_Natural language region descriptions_
.....

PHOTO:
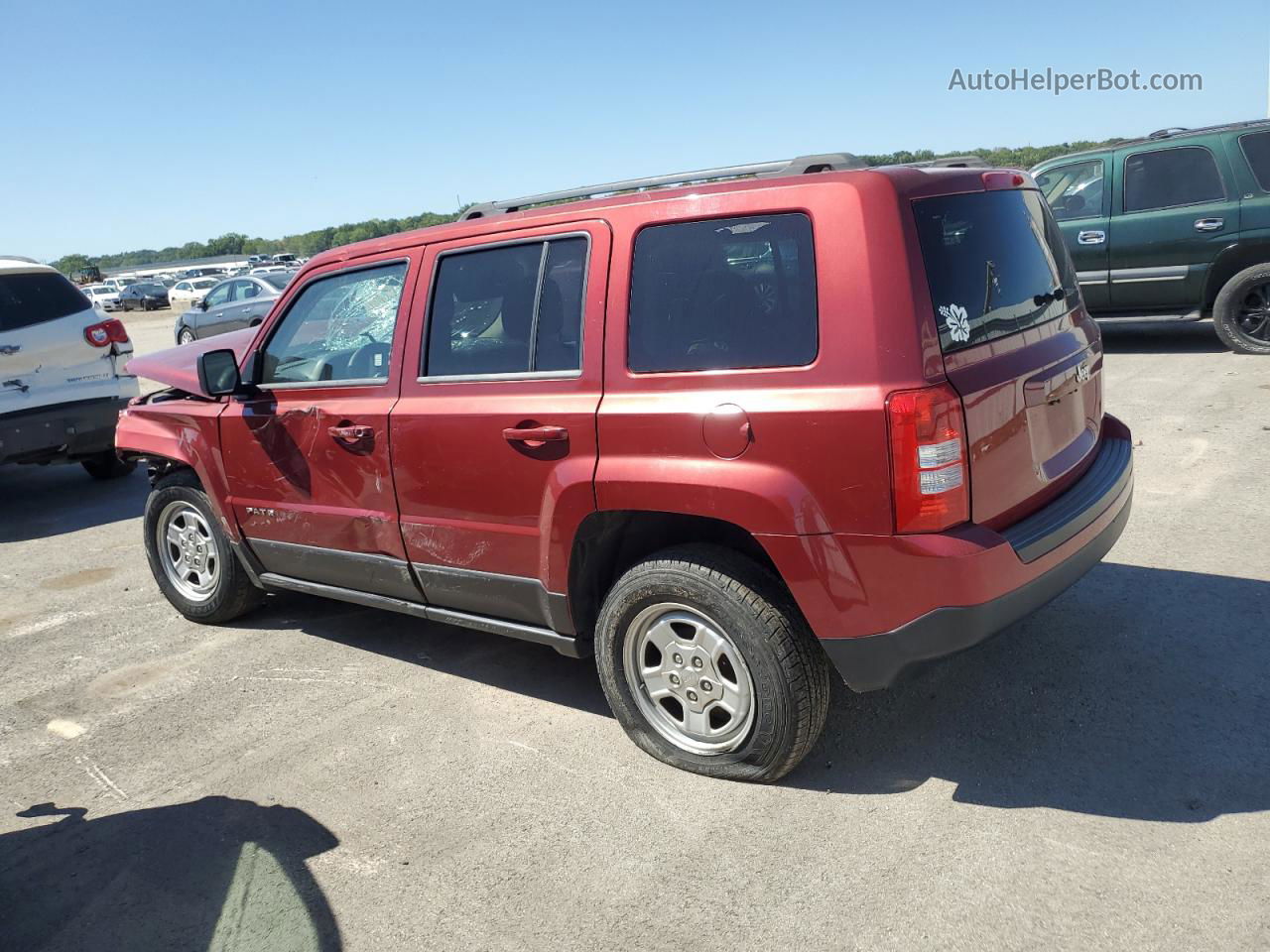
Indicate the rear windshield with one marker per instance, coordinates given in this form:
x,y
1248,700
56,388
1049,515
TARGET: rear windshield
x,y
37,298
994,263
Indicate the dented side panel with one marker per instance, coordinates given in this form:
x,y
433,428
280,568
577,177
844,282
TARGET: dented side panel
x,y
183,431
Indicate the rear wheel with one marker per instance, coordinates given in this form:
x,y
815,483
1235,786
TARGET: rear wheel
x,y
1241,312
190,557
107,466
708,665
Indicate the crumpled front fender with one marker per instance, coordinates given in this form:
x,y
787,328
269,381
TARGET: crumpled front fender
x,y
182,431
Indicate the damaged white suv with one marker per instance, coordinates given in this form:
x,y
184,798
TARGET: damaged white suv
x,y
62,372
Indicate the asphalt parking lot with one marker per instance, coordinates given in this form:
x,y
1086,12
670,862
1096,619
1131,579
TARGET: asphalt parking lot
x,y
321,777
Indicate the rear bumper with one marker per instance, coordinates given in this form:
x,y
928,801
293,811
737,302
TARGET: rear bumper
x,y
62,430
878,660
881,604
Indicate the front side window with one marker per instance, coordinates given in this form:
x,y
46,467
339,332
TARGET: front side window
x,y
218,296
1171,178
1256,150
728,294
338,329
515,308
996,264
1074,190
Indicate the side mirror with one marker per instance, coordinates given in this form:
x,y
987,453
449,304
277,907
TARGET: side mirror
x,y
217,373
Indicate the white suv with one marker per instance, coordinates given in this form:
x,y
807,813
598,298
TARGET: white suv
x,y
62,372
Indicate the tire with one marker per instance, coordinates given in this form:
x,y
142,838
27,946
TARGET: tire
x,y
108,466
1241,312
225,590
746,630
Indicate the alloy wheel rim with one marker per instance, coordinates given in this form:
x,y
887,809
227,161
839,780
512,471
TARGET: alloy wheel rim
x,y
1252,321
689,678
189,552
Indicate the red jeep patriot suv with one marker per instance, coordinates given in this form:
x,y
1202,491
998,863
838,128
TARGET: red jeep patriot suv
x,y
725,435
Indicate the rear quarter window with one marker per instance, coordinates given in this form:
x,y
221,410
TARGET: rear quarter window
x,y
37,298
1256,150
994,263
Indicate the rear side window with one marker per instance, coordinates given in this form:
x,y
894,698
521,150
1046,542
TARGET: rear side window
x,y
728,294
1256,150
516,308
996,264
37,298
1171,178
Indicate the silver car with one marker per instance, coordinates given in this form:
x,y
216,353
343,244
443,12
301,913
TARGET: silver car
x,y
231,304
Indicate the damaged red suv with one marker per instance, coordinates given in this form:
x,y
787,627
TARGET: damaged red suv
x,y
729,436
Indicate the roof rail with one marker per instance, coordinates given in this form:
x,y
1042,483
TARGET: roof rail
x,y
952,162
802,166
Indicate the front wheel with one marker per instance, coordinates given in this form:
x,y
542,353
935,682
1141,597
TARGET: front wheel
x,y
708,665
1241,312
190,555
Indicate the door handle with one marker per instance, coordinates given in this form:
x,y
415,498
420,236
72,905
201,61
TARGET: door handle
x,y
535,434
350,433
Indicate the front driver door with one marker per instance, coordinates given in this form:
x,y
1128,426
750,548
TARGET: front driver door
x,y
308,457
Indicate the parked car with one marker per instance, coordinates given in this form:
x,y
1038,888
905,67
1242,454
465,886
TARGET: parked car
x,y
144,296
1173,226
63,379
581,425
190,290
103,296
231,304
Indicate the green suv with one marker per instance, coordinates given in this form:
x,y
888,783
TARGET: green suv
x,y
1173,226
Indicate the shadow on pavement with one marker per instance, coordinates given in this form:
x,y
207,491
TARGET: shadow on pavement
x,y
520,666
212,874
39,502
1139,693
1161,338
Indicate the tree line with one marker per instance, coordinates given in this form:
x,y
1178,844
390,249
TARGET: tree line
x,y
310,243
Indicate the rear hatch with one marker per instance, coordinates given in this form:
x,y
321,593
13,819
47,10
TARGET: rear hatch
x,y
45,356
1017,345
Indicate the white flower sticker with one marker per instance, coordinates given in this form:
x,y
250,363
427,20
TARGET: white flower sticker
x,y
956,320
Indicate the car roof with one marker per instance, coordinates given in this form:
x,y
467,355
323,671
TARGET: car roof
x,y
17,264
910,181
1170,135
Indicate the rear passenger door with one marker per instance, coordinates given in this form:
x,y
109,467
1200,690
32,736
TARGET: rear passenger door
x,y
1176,213
494,435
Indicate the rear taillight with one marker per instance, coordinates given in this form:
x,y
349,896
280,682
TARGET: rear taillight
x,y
928,458
108,331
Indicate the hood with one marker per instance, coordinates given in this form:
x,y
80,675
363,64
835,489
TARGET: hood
x,y
178,367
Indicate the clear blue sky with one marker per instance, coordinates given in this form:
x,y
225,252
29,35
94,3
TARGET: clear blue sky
x,y
136,125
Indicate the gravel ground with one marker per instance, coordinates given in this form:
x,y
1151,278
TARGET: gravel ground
x,y
322,777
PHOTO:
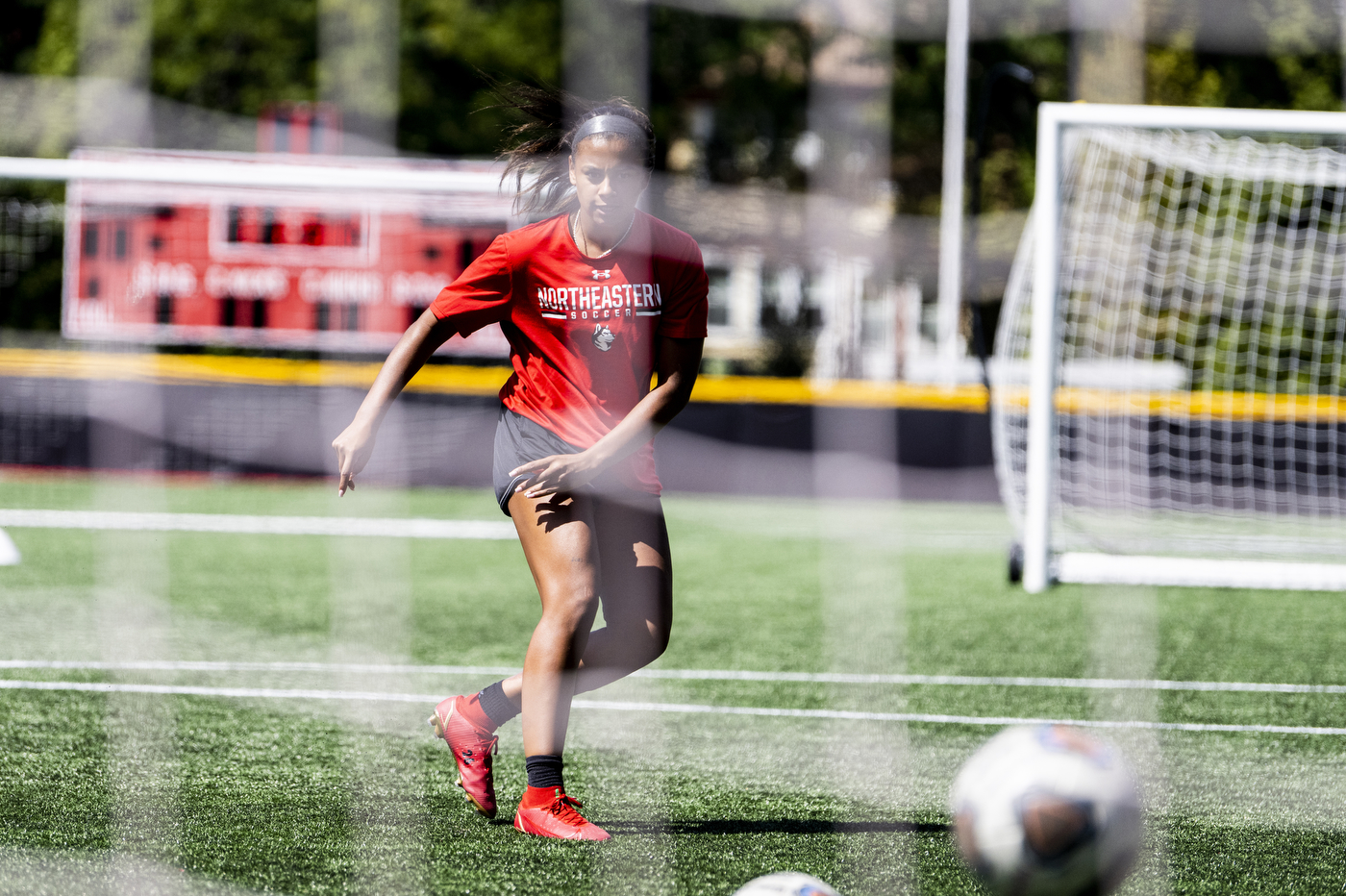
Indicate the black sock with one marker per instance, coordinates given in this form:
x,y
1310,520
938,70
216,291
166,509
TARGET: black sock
x,y
545,771
495,704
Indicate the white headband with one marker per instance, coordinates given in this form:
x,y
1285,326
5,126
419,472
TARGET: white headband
x,y
610,124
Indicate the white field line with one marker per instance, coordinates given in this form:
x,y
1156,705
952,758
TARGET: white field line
x,y
272,693
241,524
695,674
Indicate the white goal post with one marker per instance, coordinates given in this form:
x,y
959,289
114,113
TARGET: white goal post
x,y
1170,377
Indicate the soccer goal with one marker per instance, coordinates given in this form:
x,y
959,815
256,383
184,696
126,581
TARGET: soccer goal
x,y
1170,378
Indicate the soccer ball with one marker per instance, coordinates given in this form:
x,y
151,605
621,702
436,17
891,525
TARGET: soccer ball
x,y
785,884
1046,810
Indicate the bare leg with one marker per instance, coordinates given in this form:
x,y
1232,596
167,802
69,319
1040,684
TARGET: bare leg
x,y
636,593
559,541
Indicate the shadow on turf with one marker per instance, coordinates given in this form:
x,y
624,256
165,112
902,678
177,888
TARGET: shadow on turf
x,y
777,826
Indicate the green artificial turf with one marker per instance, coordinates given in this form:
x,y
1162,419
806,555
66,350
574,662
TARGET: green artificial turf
x,y
325,797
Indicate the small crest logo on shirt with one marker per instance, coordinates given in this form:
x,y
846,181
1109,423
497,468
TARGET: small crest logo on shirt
x,y
603,337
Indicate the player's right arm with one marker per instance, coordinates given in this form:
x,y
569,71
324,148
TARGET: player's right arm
x,y
356,443
478,296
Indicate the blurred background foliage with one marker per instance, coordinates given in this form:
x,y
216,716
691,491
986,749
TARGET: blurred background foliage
x,y
729,96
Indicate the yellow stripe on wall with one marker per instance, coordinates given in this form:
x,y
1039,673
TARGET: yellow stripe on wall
x,y
458,380
461,380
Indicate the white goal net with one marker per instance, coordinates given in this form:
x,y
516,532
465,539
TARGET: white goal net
x,y
1197,357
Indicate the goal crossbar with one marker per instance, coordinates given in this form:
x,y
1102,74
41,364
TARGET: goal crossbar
x,y
1054,121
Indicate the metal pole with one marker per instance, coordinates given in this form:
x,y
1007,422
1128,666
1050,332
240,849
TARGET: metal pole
x,y
951,211
1042,361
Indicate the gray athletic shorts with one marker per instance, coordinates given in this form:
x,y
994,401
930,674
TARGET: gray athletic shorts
x,y
517,441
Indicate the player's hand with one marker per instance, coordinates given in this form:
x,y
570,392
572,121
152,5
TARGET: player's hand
x,y
555,474
353,450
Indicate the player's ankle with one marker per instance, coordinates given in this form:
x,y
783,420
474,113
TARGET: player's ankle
x,y
544,774
494,707
471,710
538,797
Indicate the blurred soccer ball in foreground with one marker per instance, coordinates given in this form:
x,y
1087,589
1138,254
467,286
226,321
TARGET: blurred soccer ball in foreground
x,y
1047,811
785,884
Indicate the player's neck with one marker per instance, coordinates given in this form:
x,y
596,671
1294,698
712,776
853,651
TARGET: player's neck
x,y
595,241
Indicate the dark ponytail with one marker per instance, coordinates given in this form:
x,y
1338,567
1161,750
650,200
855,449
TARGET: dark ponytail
x,y
537,151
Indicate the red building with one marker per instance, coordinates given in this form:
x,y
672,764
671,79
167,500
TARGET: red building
x,y
269,265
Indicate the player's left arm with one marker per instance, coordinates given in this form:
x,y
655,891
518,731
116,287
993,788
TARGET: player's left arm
x,y
677,362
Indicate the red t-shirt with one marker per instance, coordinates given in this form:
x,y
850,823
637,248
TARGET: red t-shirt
x,y
583,330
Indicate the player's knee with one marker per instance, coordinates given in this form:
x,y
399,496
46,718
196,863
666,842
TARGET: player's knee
x,y
568,609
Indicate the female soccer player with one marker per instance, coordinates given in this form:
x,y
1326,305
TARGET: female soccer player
x,y
594,300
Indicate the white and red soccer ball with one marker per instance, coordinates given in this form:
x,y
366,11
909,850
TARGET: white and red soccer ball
x,y
1047,810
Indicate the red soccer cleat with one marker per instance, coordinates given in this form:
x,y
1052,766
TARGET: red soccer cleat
x,y
551,812
473,750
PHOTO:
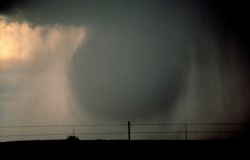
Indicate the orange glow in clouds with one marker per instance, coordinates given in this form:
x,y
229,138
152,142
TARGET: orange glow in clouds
x,y
19,41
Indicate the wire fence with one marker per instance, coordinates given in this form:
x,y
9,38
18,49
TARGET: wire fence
x,y
124,131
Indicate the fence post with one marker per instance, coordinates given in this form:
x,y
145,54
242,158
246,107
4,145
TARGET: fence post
x,y
73,130
128,130
186,133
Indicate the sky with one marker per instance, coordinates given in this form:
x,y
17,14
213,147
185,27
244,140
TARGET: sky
x,y
92,61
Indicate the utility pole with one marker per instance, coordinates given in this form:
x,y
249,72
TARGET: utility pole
x,y
129,130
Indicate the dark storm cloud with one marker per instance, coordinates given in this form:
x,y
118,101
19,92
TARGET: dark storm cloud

.....

_EXERCISE DETAILS_
Excluding the pictures, retype the line containing "Indicate the player's left" and all lines after it down to the end of the data above.

_WRITTEN ANSWER_
Indicate the player's left arm with one marker per instance, coordinates given in this form:
x,y
655,891
518,731
116,287
993,788
TARGET: player's left arm
x,y
677,362
Indicate the red t-shirt with one marker per instance, coordinates given in this form:
x,y
850,823
637,248
TARGET: red t-shirt
x,y
583,330
Indicate the player's knee with one marker per instance, coordinates given in this form:
x,y
399,496
46,718
196,863
666,842
TARGET: player's knee
x,y
568,609
Indicate the female soccer player with one marker per instance, coordinates given in this form:
x,y
1326,305
TARGET: female soccer player
x,y
594,300
Indicate the white and red soccer ball with one marker per instance, coordinates given in this form:
x,y
366,11
909,850
TARGET: white and red soccer ball
x,y
1047,810
Indicate the red soccer cleat with one marker per instance, coordinates given in this form:
x,y
1052,766
TARGET: red soccer cleat
x,y
551,812
473,750
PHOTO:
Indicate the orange glow in clouds with one marker per instance, coordinates given in this form:
x,y
229,138
152,142
TARGET: orange glow in clouds
x,y
19,41
Indicate the wire fence with one marker per instance, coordinates given in this form:
x,y
9,38
18,49
TARGET: wire fence
x,y
124,131
Indicate the fence post with one marker per instance, coordinates given in this form:
x,y
145,54
242,158
246,107
4,145
TARGET: fence post
x,y
73,130
128,130
186,133
Indicate the sky with one marker per instance, coordinates given in this form:
x,y
17,14
213,147
185,27
244,140
TARGET: sky
x,y
92,61
Indicate the utility pole with one marker per instance, coordinates given in this form:
x,y
249,72
TARGET: utility pole
x,y
129,130
Indicate the dark storm cloud with one marker per instance, coordinates given in this form:
x,y
118,101
19,92
TARGET: dark storm cloud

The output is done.